**Written request:** Convert the lines from the one containing "The scan above contains the street" up to and including the one containing "[0,0,200,163]" into a Markdown table with a Row column for the row number and a Line column for the line, leaving out any blank lines.

**Records for the task:**

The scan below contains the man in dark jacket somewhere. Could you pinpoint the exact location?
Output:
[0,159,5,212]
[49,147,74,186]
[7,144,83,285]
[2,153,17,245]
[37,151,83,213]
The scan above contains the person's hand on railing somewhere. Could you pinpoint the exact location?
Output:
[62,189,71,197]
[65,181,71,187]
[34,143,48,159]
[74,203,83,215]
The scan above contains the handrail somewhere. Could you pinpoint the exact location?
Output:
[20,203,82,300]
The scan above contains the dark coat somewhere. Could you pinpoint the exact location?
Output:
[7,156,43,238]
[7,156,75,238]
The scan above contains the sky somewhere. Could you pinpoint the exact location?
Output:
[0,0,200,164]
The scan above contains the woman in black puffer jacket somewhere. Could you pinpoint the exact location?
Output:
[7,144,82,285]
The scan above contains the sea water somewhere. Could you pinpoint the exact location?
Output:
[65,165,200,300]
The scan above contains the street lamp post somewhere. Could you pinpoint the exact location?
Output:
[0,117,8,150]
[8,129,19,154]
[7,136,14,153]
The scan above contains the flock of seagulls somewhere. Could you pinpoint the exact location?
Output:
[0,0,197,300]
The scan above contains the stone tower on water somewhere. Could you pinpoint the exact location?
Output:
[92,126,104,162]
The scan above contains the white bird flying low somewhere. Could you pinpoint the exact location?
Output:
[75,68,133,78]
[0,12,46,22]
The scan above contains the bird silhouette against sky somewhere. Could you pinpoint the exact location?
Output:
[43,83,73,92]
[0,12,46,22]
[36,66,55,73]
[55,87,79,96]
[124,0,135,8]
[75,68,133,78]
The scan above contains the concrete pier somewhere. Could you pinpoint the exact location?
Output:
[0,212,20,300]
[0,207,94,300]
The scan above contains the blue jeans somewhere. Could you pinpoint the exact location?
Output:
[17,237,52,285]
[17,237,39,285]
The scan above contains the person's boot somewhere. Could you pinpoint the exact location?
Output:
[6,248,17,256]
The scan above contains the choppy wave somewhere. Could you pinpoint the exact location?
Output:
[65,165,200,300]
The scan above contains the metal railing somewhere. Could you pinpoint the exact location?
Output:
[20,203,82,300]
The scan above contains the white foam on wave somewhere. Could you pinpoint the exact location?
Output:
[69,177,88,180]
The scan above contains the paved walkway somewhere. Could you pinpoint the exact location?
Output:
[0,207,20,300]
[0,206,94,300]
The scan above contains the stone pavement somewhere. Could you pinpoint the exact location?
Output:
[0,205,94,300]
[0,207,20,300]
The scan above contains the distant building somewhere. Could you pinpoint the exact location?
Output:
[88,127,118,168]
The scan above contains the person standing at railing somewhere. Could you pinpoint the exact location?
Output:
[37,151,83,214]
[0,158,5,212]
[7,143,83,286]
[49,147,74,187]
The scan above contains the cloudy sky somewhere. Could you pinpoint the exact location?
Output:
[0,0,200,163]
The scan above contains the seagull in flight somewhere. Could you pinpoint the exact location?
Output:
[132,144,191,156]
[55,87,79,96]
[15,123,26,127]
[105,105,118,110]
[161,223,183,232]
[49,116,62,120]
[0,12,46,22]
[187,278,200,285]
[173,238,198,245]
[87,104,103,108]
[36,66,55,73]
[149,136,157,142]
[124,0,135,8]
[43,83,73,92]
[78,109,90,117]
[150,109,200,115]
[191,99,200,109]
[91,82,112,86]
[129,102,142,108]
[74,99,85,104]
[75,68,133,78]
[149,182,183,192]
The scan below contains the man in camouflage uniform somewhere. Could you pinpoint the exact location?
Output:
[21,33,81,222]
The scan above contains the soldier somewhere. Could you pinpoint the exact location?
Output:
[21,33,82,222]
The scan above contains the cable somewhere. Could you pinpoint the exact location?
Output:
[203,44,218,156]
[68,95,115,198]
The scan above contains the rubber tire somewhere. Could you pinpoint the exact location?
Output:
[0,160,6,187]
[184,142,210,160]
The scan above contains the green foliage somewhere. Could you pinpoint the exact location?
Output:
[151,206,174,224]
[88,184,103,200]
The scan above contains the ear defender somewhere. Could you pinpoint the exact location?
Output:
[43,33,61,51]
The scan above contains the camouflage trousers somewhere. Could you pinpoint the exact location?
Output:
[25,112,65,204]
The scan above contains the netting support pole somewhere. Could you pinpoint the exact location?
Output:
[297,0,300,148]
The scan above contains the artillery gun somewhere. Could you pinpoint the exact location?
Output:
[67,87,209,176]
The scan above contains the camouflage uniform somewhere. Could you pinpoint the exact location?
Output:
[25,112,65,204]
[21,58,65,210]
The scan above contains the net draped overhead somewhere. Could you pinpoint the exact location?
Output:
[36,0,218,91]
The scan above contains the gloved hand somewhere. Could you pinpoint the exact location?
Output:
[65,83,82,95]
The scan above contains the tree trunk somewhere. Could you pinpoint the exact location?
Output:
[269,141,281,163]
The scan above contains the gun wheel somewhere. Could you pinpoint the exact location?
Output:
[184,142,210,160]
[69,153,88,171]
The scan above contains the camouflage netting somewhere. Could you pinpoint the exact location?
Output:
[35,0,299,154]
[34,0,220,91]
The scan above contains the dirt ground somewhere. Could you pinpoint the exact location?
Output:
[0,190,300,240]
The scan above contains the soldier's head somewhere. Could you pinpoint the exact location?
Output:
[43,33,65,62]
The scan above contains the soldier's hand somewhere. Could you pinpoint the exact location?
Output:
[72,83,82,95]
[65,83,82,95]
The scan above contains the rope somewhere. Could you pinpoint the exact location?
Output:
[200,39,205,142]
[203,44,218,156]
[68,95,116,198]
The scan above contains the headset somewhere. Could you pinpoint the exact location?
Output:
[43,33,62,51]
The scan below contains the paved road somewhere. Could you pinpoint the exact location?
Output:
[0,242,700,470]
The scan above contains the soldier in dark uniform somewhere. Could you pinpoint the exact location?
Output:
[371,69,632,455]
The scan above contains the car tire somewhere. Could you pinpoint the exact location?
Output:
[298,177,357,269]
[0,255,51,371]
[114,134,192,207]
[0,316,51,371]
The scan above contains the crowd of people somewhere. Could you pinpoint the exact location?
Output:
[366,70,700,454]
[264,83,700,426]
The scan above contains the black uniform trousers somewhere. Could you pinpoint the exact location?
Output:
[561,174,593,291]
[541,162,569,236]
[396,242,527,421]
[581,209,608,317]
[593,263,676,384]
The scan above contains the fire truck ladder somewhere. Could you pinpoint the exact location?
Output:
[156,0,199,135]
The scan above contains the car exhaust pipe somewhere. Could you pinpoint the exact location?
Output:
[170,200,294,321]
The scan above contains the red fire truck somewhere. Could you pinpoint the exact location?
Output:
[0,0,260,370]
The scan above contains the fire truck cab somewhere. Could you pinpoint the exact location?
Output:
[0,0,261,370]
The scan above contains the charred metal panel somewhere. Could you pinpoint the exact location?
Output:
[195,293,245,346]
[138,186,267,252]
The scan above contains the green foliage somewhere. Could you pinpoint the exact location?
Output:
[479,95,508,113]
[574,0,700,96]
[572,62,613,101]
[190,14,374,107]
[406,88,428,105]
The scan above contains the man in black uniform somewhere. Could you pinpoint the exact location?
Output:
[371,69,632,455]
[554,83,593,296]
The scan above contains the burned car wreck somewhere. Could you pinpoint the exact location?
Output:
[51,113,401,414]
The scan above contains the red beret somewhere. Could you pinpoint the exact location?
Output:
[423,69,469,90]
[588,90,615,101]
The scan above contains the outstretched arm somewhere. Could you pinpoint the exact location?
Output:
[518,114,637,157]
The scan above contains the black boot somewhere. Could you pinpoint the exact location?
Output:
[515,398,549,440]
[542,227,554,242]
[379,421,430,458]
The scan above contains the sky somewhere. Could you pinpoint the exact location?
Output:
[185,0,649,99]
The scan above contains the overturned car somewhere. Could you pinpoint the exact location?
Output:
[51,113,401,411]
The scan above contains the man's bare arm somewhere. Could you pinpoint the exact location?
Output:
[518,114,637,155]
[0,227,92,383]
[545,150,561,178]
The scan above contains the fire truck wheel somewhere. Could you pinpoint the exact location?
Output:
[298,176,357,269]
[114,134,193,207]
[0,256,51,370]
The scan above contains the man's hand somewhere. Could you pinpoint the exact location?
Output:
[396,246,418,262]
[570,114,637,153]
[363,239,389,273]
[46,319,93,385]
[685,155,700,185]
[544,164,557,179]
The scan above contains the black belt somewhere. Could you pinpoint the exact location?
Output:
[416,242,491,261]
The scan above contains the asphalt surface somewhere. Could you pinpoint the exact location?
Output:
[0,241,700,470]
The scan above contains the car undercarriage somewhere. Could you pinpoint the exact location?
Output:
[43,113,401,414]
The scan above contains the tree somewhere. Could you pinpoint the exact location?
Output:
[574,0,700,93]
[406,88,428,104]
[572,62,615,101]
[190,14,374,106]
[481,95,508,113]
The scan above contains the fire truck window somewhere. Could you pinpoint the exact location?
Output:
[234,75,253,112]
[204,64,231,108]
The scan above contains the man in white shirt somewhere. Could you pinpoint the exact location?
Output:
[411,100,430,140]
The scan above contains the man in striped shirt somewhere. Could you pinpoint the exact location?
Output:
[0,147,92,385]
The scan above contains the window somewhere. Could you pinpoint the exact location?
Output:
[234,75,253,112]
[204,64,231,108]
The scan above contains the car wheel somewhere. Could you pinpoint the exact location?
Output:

**Task response:**
| Row | Line |
|---|---|
| 1 | The scan above contains the street lamp post somewhere. Could you pinpoint the exact location? |
| 2 | Output: |
| 3 | [0,117,8,150] |
| 4 | [8,129,19,154] |
| 5 | [7,136,14,153] |
| 6 | The scan above contains the flock of seagulls somewhere. Could you pinpoint the exact location? |
| 7 | Output: |
| 8 | [0,0,197,300] |
| 9 | The scan above contains the stone tower on water somewhere. Could you pinpoint the exact location? |
| 10 | Output: |
| 11 | [92,126,104,162] |
| 12 | The scan above contains the white bird flying low somewhere. Could you pinpoint the exact location? |
| 13 | Output: |
| 14 | [75,68,133,78] |
| 15 | [0,12,46,22] |
| 16 | The scan above contains the bird silhouette against sky somewhere. Could you pinpoint the exact location? |
| 17 | Output: |
| 18 | [43,83,73,92] |
| 19 | [0,12,46,22] |
| 20 | [36,66,55,73] |
| 21 | [55,87,79,96] |
| 22 | [124,0,135,8] |
| 23 | [75,68,133,78] |
| 24 | The scan above contains the concrete pier somewhere. Could you pinpoint the exact location? |
| 25 | Output: |
| 26 | [0,212,20,300] |
| 27 | [0,207,94,300] |
| 28 | The scan above contains the blue jeans somewhere. Could you pinpoint the exact location? |
| 29 | Output: |
| 30 | [17,237,52,285] |
| 31 | [17,237,39,285] |
| 32 | The scan above contains the person's boot somewhere. Could you pinpoint the exact location? |
| 33 | Output: |
| 34 | [6,248,17,256] |
| 35 | The scan above contains the choppy wave somewhere. Could you pinpoint the exact location? |
| 36 | Output: |
| 37 | [65,165,200,300] |
| 38 | The scan above contains the metal railing somewhere. Could you pinpoint the exact location? |
| 39 | Output: |
| 40 | [20,203,82,300] |
| 41 | The scan above contains the white foam on wave somewhere. Could you pinpoint the exact location? |
| 42 | Output: |
| 43 | [69,177,88,180] |
| 44 | The scan above contains the paved walkway somewhere. Could you pinpoint the exact location? |
| 45 | Output: |
| 46 | [0,207,20,300] |
| 47 | [0,206,94,300] |
| 48 | The scan above contains the stone pavement somewhere. Could you pinpoint the exact location? |
| 49 | Output: |
| 50 | [0,205,94,300] |
| 51 | [0,207,20,300] |
| 52 | The scan above contains the distant building somewhere. Could you pinpoint the exact location? |
| 53 | Output: |
| 54 | [88,127,118,168] |
| 55 | The scan above contains the person standing at railing somewhere. Could you pinpoint the exact location? |
| 56 | Output: |
| 57 | [37,151,83,214] |
| 58 | [0,158,5,212] |
| 59 | [7,143,83,286] |
| 60 | [49,147,74,187] |
| 61 | The scan above contains the cloudy sky somewhere. Could you pinpoint the exact location? |
| 62 | Output: |
| 63 | [0,0,200,163] |